(Image-grounded pointing data)
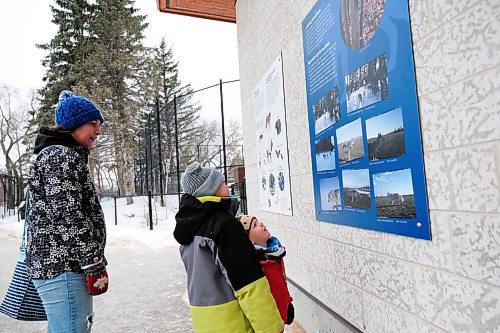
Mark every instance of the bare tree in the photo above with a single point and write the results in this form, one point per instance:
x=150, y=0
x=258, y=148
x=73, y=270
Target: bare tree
x=16, y=115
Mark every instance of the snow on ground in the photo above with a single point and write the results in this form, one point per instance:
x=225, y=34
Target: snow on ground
x=131, y=229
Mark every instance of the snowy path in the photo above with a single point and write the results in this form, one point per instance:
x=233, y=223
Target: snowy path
x=147, y=292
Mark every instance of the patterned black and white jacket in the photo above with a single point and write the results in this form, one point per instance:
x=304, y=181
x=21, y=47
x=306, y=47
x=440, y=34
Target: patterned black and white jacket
x=65, y=222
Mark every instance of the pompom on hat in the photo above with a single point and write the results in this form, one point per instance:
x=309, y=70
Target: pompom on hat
x=72, y=111
x=199, y=181
x=246, y=221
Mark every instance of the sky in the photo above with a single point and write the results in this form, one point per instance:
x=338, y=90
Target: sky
x=205, y=49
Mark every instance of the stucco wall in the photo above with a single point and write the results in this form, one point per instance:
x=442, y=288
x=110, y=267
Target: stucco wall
x=381, y=282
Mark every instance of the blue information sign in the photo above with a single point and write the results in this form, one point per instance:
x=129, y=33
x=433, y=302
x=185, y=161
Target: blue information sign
x=366, y=145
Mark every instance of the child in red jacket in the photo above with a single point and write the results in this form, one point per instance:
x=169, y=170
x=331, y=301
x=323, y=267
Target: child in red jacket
x=271, y=255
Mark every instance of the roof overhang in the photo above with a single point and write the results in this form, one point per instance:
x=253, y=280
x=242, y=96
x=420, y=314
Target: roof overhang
x=220, y=10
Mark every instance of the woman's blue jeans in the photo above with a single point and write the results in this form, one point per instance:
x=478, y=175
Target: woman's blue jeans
x=67, y=303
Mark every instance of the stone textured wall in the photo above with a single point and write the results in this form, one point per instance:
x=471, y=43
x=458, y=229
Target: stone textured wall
x=381, y=282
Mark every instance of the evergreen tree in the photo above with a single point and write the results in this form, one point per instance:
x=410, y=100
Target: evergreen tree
x=66, y=51
x=112, y=71
x=162, y=83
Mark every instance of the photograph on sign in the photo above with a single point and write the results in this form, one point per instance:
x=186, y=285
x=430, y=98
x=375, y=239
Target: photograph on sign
x=330, y=194
x=325, y=153
x=394, y=194
x=327, y=110
x=385, y=135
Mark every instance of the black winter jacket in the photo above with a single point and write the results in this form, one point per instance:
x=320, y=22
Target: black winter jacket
x=65, y=222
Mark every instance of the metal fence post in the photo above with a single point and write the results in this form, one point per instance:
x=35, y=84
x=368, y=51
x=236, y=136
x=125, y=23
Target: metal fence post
x=177, y=149
x=150, y=211
x=160, y=162
x=223, y=131
x=116, y=214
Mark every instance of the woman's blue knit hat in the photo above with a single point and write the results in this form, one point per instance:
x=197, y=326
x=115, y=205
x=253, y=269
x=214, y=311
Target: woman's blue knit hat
x=72, y=111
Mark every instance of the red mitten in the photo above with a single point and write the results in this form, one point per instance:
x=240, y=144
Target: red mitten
x=97, y=279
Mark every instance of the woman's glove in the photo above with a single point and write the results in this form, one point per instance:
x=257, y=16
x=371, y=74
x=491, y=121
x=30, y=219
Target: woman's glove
x=97, y=279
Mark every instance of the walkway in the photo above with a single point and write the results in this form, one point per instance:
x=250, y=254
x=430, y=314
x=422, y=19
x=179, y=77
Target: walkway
x=147, y=293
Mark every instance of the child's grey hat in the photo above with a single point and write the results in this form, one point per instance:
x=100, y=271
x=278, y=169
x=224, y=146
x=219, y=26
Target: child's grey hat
x=246, y=221
x=199, y=181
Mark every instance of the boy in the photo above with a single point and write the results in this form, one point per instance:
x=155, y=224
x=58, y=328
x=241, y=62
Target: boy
x=271, y=255
x=228, y=292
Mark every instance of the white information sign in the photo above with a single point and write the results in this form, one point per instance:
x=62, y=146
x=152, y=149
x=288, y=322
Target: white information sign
x=272, y=147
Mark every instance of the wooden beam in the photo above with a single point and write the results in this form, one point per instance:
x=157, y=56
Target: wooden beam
x=219, y=10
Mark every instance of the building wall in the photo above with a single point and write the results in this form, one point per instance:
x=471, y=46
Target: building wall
x=381, y=282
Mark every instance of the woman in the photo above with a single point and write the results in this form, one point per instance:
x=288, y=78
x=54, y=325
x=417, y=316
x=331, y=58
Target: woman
x=66, y=233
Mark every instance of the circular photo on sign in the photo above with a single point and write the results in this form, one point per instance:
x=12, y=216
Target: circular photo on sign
x=281, y=181
x=359, y=19
x=272, y=184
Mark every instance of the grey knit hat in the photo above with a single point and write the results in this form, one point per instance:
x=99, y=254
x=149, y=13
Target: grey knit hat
x=199, y=181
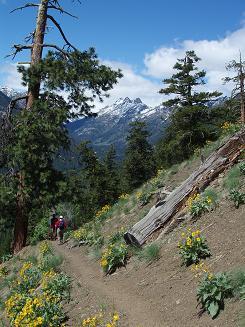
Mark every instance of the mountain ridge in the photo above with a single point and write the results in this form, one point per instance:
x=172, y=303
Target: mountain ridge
x=111, y=125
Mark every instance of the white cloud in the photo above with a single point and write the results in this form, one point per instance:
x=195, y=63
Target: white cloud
x=133, y=85
x=159, y=64
x=215, y=54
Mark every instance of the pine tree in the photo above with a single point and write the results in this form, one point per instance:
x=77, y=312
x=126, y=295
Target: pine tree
x=184, y=82
x=238, y=79
x=39, y=130
x=139, y=163
x=190, y=122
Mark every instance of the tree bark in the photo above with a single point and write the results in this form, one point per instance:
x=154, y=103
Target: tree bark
x=158, y=216
x=36, y=52
x=242, y=92
x=21, y=222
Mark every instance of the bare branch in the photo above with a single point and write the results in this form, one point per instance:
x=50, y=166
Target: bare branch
x=61, y=32
x=24, y=63
x=25, y=6
x=65, y=53
x=18, y=48
x=61, y=10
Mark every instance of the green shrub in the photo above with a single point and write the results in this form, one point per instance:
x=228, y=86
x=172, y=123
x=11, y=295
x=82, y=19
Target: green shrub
x=41, y=231
x=237, y=197
x=113, y=257
x=193, y=247
x=6, y=257
x=143, y=197
x=242, y=167
x=117, y=237
x=50, y=262
x=212, y=291
x=89, y=234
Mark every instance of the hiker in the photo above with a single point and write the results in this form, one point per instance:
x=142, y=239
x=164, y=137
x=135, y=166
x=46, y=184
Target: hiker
x=52, y=223
x=60, y=226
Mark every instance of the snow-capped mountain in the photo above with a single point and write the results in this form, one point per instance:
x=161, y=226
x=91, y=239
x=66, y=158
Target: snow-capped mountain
x=112, y=124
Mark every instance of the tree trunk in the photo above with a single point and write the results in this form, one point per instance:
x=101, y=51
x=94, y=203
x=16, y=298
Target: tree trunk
x=36, y=53
x=225, y=156
x=21, y=222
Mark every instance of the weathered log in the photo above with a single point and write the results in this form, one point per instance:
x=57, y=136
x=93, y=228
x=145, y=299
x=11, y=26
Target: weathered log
x=158, y=216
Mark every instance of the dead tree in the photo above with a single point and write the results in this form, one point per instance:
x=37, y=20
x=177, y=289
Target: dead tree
x=158, y=216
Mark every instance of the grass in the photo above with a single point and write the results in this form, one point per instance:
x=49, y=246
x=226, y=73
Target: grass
x=143, y=213
x=237, y=281
x=150, y=253
x=212, y=194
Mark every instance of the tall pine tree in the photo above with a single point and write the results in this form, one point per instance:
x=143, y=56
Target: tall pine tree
x=39, y=131
x=139, y=163
x=190, y=122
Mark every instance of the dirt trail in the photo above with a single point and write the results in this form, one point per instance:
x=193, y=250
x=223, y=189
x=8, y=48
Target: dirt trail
x=120, y=295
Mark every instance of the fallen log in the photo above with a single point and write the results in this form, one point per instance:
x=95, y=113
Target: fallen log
x=158, y=216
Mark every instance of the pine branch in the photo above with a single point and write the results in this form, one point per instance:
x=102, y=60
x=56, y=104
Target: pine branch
x=61, y=31
x=19, y=47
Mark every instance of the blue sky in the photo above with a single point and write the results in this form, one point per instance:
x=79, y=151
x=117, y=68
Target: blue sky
x=143, y=37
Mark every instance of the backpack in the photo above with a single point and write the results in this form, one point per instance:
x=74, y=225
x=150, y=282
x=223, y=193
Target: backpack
x=61, y=225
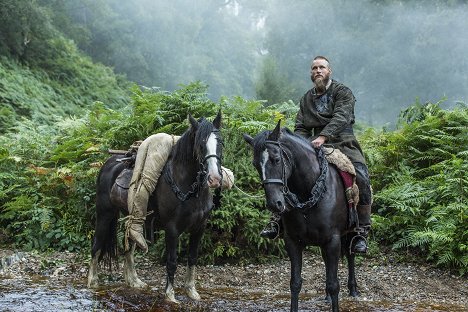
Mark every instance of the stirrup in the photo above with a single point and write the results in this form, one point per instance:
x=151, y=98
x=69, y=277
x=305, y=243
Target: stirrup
x=351, y=244
x=273, y=230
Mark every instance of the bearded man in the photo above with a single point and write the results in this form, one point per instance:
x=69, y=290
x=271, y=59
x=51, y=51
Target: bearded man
x=326, y=115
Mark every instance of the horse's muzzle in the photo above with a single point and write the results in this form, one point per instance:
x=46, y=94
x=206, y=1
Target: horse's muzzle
x=214, y=181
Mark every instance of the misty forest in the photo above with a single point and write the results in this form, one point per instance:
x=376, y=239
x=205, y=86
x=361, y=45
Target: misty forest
x=80, y=77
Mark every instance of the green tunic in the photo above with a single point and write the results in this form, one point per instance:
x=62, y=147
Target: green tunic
x=331, y=115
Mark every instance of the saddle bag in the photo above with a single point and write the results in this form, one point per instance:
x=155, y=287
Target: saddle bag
x=119, y=191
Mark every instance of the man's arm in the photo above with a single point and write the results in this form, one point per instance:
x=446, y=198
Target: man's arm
x=342, y=114
x=299, y=127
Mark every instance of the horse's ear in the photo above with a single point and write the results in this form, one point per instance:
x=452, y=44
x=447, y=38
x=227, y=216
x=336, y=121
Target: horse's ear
x=275, y=134
x=217, y=121
x=248, y=139
x=193, y=122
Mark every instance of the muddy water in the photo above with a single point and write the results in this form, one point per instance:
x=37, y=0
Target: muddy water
x=40, y=294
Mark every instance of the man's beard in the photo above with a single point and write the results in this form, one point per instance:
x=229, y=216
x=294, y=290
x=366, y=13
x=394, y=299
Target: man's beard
x=321, y=84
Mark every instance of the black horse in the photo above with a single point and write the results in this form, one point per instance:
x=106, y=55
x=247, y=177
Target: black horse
x=181, y=202
x=311, y=199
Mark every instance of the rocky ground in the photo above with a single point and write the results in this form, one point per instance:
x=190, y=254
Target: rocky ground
x=385, y=285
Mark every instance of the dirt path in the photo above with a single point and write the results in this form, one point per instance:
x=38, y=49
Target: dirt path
x=385, y=285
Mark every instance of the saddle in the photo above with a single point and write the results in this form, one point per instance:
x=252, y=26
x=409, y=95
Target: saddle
x=348, y=175
x=119, y=191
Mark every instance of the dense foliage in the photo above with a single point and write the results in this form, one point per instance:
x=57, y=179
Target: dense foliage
x=48, y=173
x=43, y=76
x=421, y=186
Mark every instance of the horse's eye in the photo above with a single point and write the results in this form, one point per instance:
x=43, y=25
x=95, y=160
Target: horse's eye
x=275, y=160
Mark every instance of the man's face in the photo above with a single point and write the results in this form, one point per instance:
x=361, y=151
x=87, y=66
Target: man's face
x=320, y=70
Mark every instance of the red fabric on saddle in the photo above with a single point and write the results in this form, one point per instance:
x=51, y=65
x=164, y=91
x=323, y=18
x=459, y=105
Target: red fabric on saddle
x=348, y=184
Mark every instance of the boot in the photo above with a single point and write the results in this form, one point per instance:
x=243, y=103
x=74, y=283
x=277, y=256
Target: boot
x=360, y=239
x=272, y=229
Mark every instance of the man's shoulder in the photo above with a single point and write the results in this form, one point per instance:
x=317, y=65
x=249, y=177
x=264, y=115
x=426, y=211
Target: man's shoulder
x=338, y=87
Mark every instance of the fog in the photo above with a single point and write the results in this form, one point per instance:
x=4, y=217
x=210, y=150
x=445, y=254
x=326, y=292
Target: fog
x=390, y=53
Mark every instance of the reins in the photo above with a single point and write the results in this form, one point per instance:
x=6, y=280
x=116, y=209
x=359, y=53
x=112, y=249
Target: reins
x=200, y=179
x=318, y=189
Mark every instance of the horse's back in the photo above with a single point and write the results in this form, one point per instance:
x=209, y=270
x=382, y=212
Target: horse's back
x=172, y=213
x=108, y=174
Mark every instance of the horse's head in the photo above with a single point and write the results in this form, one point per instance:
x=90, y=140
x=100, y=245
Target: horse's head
x=208, y=146
x=273, y=165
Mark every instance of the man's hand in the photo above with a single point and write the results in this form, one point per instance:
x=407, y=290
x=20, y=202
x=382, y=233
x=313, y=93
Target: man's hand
x=319, y=141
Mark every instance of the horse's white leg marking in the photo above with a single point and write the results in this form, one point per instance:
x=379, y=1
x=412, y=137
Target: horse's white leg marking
x=130, y=275
x=214, y=178
x=190, y=283
x=93, y=279
x=170, y=295
x=263, y=163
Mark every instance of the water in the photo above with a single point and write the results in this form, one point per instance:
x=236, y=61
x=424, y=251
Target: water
x=57, y=291
x=40, y=295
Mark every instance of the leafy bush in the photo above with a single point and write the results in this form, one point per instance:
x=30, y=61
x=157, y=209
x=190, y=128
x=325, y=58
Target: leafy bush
x=48, y=195
x=420, y=183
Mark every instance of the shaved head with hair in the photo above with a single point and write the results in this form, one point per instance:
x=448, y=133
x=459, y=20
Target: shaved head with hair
x=320, y=72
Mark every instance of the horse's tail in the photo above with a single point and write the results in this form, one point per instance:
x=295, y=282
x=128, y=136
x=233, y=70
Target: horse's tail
x=107, y=215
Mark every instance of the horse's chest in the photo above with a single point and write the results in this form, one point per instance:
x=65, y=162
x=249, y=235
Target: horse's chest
x=305, y=229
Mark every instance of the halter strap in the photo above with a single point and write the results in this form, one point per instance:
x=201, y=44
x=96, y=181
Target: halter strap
x=318, y=189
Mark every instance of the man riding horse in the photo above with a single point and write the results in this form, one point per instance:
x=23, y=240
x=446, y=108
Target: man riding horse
x=326, y=115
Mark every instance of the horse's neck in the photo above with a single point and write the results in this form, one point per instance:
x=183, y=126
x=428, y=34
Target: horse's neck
x=184, y=170
x=305, y=170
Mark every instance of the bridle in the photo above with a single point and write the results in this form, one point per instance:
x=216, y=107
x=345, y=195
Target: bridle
x=200, y=180
x=318, y=189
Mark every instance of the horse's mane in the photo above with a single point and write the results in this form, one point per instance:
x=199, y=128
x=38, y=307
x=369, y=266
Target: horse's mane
x=286, y=135
x=189, y=143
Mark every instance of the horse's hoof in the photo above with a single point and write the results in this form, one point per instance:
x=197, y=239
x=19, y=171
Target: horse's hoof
x=193, y=294
x=172, y=299
x=137, y=284
x=354, y=293
x=93, y=283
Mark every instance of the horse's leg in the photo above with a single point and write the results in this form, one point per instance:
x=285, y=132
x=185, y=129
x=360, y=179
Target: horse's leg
x=129, y=271
x=172, y=239
x=295, y=250
x=93, y=279
x=192, y=262
x=352, y=285
x=332, y=256
x=325, y=260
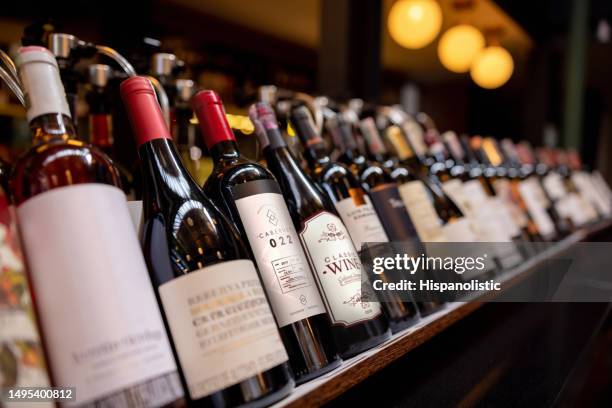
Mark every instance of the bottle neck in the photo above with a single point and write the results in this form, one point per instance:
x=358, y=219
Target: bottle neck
x=164, y=176
x=225, y=152
x=52, y=127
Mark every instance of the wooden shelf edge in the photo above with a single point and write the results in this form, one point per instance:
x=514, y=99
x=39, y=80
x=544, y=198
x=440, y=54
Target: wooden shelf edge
x=353, y=371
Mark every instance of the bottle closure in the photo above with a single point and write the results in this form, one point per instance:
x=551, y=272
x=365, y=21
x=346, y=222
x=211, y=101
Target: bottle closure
x=143, y=110
x=208, y=108
x=41, y=82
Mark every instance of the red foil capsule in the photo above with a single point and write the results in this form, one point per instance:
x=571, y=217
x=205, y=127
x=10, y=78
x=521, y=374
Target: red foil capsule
x=143, y=110
x=211, y=115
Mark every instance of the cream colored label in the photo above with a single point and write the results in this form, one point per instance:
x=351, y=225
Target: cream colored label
x=504, y=191
x=361, y=221
x=553, y=183
x=280, y=258
x=221, y=325
x=338, y=269
x=98, y=312
x=424, y=216
x=489, y=218
x=535, y=205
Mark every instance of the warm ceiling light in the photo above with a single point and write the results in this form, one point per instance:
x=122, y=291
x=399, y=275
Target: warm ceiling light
x=459, y=46
x=414, y=23
x=492, y=67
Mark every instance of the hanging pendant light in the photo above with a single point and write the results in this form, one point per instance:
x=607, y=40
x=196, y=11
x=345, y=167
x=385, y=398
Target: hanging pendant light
x=492, y=67
x=414, y=24
x=459, y=46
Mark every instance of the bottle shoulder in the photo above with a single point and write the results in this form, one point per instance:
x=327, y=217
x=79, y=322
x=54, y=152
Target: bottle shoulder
x=59, y=164
x=336, y=174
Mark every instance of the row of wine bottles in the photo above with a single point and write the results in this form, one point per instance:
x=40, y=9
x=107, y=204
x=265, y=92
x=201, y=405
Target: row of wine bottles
x=252, y=282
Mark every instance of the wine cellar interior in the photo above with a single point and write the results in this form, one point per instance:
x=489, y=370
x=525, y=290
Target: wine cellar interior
x=226, y=203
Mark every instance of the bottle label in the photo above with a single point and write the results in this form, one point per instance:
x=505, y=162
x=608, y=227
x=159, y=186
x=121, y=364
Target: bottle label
x=585, y=185
x=493, y=227
x=392, y=212
x=503, y=189
x=360, y=219
x=553, y=183
x=422, y=212
x=337, y=269
x=282, y=265
x=98, y=312
x=221, y=325
x=19, y=337
x=535, y=205
x=460, y=230
x=415, y=134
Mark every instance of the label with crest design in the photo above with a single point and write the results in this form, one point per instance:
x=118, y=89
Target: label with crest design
x=337, y=268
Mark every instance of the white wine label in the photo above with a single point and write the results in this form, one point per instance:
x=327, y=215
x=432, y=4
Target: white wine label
x=21, y=356
x=361, y=220
x=282, y=265
x=553, y=183
x=454, y=189
x=602, y=187
x=492, y=226
x=535, y=205
x=503, y=189
x=415, y=135
x=504, y=214
x=460, y=230
x=101, y=323
x=337, y=268
x=585, y=185
x=221, y=325
x=426, y=220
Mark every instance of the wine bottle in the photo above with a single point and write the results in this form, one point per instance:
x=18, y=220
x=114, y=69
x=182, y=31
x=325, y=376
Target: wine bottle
x=101, y=325
x=436, y=217
x=479, y=193
x=22, y=361
x=400, y=313
x=529, y=189
x=539, y=171
x=375, y=180
x=187, y=135
x=560, y=187
x=101, y=121
x=504, y=181
x=357, y=322
x=251, y=196
x=226, y=343
x=584, y=182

### Required work
Starting at the line above that contains "Target: bearded man", write out each line exactly until the line that contains "Mark every instance of the misty" has been written, and stop there.

### Expected answer
Target: bearded man
x=326, y=115
Mark every instance of the horse's muzzle in the photo above with a single point and write the results in this form, one point per instance:
x=46, y=94
x=206, y=1
Target: horse's muzzle
x=214, y=181
Mark every instance of the misty forest in the photo above with a single point and write the results in this form, one point per instance:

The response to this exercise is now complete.